------ Text section

When I was in my twenties, my grandparents finally moved out of the house my mother had grown up in. In the attic where we used to sleep as kids, and where my grandfather would come in at bedtime and sing “Goodnight, Irene” to me and my younger brother and sister as we lay in a row in our little cots, I had found my mother’s typewriter, a Royal Quiet Deluxe, perfectly preserved from her high school days. My grandfather was the sort of person who would make sure it was in pristine working order, and when I opened the case, the keys gleamed. It didn’t even need a new ribbon. It made a satisfying, well-oiled clack.

I lugged it to the house I was living in on School Street, in Northampton, Massachusetts. I had moved from California back to the same weird little valley where I had gone to college, to go to graduate school for poetry. Thankfully I did not yet know that a manual typewriter was a writerly cliché. For a while, the typewriter just sat there in the corner of my room.

I was still toiling away, writing a lot of poems the way I used to: choose a subject, and try to write something “about” it. Use a computer. Those poems always felt labored and ponderous. No matter what I said, the thoughts in them were never new. Nothing was being added by my writing. I had already figured it out, and mostly it was banal and obvious. Death is sad. The city, if you have not been informed, is lonely at night. In it, other people are mysteriously uninterested in me, which is sad and lonely for me, and for them, whether or not they know it.

Occasionally I would try to let things go completely, and exert as little control as possible over the language. Those poems were a mess, and I would stare at them afterward with bored incomprehension.

------------

List of tasks:
a) Can you rewrite the typewriter essay, starting with "I was still" and going on through "they know it.", with "banal" changed to "predictable"?
b) In the typewriter essay, why was the Royal Quiet Deluxe in good working order when it turned up in the attic?

------ Provided material

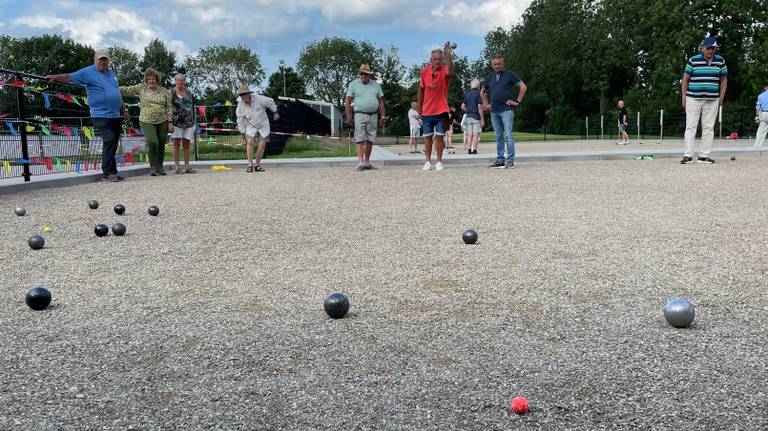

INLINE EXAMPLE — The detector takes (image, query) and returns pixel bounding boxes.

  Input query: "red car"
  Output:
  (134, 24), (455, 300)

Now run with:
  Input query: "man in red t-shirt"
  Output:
(417, 42), (453, 171)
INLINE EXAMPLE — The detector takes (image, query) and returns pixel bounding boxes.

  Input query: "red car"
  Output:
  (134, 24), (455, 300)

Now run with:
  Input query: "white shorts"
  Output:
(466, 118), (483, 135)
(171, 126), (195, 141)
(355, 112), (379, 144)
(240, 123), (270, 139)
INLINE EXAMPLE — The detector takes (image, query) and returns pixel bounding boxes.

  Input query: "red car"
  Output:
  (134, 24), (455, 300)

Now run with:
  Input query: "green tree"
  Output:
(0, 34), (94, 75)
(264, 64), (307, 99)
(107, 46), (144, 85)
(139, 39), (176, 86)
(184, 45), (266, 101)
(297, 37), (382, 112)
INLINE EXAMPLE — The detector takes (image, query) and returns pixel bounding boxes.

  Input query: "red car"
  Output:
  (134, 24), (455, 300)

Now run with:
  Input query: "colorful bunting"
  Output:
(5, 121), (19, 136)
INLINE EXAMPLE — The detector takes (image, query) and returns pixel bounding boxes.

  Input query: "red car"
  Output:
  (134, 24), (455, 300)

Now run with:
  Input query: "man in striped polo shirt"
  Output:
(680, 37), (728, 165)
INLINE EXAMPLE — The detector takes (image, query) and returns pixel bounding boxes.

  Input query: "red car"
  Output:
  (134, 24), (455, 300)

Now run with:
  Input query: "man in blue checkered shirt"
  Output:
(680, 37), (728, 165)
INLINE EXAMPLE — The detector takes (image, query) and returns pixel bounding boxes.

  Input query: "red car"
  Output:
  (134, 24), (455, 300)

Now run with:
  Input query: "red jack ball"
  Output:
(512, 395), (528, 415)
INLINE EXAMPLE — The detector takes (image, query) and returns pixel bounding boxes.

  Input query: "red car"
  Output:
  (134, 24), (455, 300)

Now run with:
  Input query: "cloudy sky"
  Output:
(0, 0), (531, 79)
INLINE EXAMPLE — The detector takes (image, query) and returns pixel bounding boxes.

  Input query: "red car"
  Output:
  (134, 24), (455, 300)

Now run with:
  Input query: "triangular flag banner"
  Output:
(5, 121), (19, 136)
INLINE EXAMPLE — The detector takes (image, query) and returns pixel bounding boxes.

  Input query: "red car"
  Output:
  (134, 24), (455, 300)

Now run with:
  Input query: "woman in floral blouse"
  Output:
(120, 69), (173, 177)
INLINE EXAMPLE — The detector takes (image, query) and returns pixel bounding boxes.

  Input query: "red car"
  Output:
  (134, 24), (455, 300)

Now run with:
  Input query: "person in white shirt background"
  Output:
(235, 85), (280, 172)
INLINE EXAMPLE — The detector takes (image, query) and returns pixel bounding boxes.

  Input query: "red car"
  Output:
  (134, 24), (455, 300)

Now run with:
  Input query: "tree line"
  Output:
(0, 0), (768, 134)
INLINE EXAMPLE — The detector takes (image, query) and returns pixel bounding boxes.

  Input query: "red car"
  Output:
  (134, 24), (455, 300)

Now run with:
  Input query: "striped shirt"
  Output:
(683, 54), (728, 99)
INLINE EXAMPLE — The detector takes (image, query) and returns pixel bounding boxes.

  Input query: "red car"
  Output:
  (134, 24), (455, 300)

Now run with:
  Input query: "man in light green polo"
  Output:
(344, 64), (384, 172)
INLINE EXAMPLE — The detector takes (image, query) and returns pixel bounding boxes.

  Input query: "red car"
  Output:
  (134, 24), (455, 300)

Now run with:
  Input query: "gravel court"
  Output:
(0, 156), (768, 430)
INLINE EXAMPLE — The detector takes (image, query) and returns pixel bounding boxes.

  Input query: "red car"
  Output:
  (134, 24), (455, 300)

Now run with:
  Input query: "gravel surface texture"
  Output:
(0, 156), (768, 430)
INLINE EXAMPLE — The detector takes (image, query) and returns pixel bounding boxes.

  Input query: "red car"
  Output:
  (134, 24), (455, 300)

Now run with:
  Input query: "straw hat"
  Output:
(360, 64), (373, 75)
(237, 84), (253, 96)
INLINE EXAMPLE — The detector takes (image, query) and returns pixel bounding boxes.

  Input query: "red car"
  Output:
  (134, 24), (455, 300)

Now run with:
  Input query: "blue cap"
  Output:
(701, 37), (720, 48)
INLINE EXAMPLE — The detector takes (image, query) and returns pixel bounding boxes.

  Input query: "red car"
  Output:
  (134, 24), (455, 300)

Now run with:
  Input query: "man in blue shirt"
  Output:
(46, 50), (130, 182)
(680, 37), (728, 165)
(480, 54), (528, 168)
(755, 85), (768, 147)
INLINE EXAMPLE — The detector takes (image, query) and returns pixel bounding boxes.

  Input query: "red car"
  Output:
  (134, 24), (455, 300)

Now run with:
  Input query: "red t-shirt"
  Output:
(419, 64), (451, 115)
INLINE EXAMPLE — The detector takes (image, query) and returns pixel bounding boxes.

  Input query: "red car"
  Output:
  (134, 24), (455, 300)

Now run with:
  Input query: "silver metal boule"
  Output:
(664, 298), (696, 328)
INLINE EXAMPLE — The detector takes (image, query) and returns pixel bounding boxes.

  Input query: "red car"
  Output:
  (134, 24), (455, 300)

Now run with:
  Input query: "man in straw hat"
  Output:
(46, 49), (131, 182)
(235, 84), (280, 172)
(344, 64), (384, 172)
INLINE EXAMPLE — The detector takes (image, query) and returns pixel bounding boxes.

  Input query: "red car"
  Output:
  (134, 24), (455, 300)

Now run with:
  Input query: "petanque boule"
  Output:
(112, 223), (125, 236)
(461, 229), (477, 244)
(93, 223), (109, 236)
(323, 292), (349, 319)
(664, 298), (696, 328)
(24, 286), (51, 311)
(27, 235), (45, 250)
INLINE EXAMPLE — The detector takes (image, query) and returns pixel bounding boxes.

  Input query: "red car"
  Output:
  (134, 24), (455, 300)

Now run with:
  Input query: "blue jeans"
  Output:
(491, 109), (515, 162)
(93, 117), (123, 178)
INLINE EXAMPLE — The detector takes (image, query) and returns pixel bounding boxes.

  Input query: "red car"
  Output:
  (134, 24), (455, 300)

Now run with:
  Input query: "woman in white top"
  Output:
(235, 85), (280, 172)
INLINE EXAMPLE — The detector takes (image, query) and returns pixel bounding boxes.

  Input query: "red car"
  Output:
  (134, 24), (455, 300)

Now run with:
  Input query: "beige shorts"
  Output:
(466, 118), (483, 135)
(240, 123), (270, 139)
(355, 112), (379, 143)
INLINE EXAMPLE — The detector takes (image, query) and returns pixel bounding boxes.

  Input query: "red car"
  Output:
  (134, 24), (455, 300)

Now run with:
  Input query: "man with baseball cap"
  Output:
(46, 49), (130, 182)
(344, 64), (384, 172)
(680, 37), (728, 165)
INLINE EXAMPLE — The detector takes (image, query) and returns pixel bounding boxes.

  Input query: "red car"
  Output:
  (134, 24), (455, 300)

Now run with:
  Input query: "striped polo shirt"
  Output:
(684, 54), (728, 99)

------------

Per-task outputs:
a)
I was still toiling away, writing a lot of poems the way I used to: choose a subject, and try to write something “about” it. Use a computer. Those poems always felt labored and ponderous. No matter what I said, the thoughts in them were never new. Nothing was being added by my writing. I had already figured it out, and mostly it was predictable and obvious. Death is sad. The city, if you have not been informed, is lonely at night. In it, other people are mysteriously uninterested in me, which is sad and lonely for me, and for them, whether or not they know it.

b) The grandfather was the sort of person who would make sure it stayed in pristine working order. As a result, its keys gleamed, it didn't even need a new ribbon, and it made a satisfying, well-oiled clack.